### THE DATA
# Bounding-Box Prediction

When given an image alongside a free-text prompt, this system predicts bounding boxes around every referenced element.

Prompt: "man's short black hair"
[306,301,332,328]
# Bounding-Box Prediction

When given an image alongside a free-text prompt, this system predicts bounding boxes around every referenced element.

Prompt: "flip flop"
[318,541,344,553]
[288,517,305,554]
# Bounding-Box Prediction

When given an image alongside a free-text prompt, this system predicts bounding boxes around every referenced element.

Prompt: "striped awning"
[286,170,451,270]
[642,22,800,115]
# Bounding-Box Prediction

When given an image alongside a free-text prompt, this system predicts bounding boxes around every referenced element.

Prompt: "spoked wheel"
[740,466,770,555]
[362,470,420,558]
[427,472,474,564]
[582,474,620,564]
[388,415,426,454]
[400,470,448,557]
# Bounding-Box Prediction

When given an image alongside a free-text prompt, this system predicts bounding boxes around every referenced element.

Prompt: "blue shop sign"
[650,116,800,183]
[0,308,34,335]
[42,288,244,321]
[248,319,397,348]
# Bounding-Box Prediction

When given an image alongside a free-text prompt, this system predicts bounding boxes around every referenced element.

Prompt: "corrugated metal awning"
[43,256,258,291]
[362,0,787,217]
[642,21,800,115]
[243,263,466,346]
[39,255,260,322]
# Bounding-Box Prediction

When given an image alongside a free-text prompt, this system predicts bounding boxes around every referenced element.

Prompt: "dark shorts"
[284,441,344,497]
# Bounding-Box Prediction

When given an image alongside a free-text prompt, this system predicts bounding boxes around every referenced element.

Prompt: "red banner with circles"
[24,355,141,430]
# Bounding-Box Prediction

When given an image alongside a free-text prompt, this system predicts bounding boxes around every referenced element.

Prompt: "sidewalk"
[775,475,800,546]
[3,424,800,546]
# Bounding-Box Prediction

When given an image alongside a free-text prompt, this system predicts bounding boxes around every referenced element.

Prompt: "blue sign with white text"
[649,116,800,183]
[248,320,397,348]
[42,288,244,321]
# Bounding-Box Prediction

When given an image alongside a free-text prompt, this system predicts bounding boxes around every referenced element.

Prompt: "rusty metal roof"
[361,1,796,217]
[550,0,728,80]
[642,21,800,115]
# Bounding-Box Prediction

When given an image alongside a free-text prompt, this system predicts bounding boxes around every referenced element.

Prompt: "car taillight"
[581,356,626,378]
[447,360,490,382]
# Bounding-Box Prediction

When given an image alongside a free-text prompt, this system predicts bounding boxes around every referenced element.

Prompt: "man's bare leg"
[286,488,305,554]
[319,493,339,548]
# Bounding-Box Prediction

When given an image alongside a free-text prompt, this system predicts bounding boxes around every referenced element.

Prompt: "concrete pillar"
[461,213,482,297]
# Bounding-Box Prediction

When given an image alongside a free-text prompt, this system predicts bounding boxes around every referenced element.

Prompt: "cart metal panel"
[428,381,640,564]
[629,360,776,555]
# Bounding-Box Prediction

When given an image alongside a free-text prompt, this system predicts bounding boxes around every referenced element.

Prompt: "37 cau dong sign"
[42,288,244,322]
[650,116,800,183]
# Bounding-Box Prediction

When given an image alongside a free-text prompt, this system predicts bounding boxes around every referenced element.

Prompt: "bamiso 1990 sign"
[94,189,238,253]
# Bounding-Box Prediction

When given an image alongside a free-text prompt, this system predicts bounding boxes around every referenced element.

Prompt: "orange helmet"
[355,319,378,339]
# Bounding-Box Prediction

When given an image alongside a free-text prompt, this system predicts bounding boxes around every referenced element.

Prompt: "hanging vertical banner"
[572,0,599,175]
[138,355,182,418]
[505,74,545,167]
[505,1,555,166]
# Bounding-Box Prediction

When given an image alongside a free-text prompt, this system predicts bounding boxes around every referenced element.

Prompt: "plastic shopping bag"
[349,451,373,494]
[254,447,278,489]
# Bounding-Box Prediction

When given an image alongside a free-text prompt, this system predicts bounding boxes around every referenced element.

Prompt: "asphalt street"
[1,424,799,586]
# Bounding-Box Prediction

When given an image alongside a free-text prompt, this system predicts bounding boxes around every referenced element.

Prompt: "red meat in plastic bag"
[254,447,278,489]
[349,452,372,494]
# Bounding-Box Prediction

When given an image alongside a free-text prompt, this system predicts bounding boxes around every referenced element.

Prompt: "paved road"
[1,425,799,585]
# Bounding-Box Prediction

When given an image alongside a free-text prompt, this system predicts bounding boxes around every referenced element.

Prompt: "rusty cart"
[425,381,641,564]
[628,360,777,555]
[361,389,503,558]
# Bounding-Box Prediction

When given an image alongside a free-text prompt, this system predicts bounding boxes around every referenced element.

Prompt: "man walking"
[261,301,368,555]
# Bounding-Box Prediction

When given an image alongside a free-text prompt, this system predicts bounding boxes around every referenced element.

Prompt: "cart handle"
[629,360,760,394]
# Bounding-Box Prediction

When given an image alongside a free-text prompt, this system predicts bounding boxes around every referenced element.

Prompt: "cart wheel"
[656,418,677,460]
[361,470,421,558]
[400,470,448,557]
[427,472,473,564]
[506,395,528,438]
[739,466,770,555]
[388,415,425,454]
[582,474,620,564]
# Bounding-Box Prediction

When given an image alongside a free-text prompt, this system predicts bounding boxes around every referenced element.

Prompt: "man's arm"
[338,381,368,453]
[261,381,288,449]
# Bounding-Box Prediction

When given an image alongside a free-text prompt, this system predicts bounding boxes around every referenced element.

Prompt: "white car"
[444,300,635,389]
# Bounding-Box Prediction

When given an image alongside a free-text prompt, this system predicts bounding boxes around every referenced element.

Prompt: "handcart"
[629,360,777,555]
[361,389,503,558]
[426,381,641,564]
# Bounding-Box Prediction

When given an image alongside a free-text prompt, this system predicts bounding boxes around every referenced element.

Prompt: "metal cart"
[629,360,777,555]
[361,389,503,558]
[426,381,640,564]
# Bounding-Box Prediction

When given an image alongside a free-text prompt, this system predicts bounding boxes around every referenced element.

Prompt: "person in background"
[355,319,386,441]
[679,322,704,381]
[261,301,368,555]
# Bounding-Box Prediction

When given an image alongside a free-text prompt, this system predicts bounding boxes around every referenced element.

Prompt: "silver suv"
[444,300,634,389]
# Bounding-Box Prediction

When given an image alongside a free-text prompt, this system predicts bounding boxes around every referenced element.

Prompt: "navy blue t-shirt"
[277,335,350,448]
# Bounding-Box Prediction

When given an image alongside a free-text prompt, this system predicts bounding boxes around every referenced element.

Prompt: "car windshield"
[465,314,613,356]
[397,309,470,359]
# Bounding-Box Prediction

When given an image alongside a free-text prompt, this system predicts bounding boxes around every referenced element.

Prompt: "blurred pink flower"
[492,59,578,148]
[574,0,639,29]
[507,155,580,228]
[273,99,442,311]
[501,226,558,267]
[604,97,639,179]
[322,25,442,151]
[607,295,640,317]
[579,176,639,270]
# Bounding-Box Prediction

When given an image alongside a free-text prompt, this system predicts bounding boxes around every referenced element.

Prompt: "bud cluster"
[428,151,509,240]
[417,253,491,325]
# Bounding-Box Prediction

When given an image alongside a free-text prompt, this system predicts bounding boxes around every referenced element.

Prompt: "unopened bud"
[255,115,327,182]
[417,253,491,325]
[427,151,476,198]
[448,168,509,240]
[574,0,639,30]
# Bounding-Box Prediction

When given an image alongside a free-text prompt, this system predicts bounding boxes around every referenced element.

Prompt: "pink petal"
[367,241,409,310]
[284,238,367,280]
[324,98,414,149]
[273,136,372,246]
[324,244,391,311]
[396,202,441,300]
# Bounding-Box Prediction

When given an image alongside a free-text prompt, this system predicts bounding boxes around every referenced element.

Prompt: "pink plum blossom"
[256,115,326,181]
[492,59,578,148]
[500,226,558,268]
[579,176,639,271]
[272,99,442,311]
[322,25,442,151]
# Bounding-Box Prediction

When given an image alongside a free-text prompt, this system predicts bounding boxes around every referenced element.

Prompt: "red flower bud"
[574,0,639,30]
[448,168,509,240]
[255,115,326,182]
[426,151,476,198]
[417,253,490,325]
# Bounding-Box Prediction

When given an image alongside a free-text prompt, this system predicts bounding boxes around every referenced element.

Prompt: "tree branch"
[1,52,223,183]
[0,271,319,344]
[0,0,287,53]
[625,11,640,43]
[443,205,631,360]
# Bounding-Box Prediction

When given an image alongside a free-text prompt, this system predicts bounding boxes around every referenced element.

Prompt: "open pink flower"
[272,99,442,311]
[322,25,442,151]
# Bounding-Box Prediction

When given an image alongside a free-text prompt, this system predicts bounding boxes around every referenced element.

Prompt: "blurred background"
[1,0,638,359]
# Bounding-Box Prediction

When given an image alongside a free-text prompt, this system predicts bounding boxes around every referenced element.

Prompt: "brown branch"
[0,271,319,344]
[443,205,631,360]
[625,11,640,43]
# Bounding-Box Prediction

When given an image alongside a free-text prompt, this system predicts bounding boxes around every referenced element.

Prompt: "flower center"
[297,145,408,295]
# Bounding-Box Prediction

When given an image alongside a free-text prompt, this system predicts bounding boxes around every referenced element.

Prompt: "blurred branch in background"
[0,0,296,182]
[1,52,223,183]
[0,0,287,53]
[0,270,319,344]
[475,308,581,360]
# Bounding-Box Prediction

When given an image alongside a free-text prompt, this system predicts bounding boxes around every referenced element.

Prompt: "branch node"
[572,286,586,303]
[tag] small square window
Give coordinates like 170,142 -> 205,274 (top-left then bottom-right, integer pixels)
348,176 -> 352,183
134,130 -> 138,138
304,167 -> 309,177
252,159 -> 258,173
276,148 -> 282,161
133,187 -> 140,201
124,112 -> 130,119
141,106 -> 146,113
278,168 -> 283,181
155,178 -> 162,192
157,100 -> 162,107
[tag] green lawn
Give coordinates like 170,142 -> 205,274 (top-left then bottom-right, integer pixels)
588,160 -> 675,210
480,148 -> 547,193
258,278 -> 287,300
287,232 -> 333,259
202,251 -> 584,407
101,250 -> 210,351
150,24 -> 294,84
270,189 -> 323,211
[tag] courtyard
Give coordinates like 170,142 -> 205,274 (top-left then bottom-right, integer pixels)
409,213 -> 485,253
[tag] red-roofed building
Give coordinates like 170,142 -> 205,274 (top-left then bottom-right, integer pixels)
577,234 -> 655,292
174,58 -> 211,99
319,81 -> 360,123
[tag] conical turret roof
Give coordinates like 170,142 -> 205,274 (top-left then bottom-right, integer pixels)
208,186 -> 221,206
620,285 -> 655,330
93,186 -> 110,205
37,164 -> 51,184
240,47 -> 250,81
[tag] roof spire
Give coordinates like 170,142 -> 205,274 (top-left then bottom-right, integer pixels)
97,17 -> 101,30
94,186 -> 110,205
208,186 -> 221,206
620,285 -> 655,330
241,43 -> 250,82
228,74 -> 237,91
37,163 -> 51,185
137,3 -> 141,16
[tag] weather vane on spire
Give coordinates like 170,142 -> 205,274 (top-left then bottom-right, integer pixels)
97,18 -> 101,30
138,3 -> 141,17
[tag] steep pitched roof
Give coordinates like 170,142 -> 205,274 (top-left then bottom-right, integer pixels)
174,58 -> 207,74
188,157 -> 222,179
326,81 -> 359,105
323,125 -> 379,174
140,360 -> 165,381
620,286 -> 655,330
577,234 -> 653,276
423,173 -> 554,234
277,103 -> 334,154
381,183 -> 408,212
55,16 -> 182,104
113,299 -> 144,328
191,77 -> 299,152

### TASK OBJECTIVE
Copy the lines above exactly. Start with the line containing "[tag] conical turret roof", end with the line containing "[tag] roof spire", and include both.

### RESULT OF THIS TASK
[tag] conical turret roof
Give coordinates like 170,142 -> 205,274 (top-left then bottom-right, integer pixels)
208,186 -> 221,206
620,285 -> 655,330
93,186 -> 110,205
37,164 -> 51,184
240,47 -> 250,81
[tag] roof spire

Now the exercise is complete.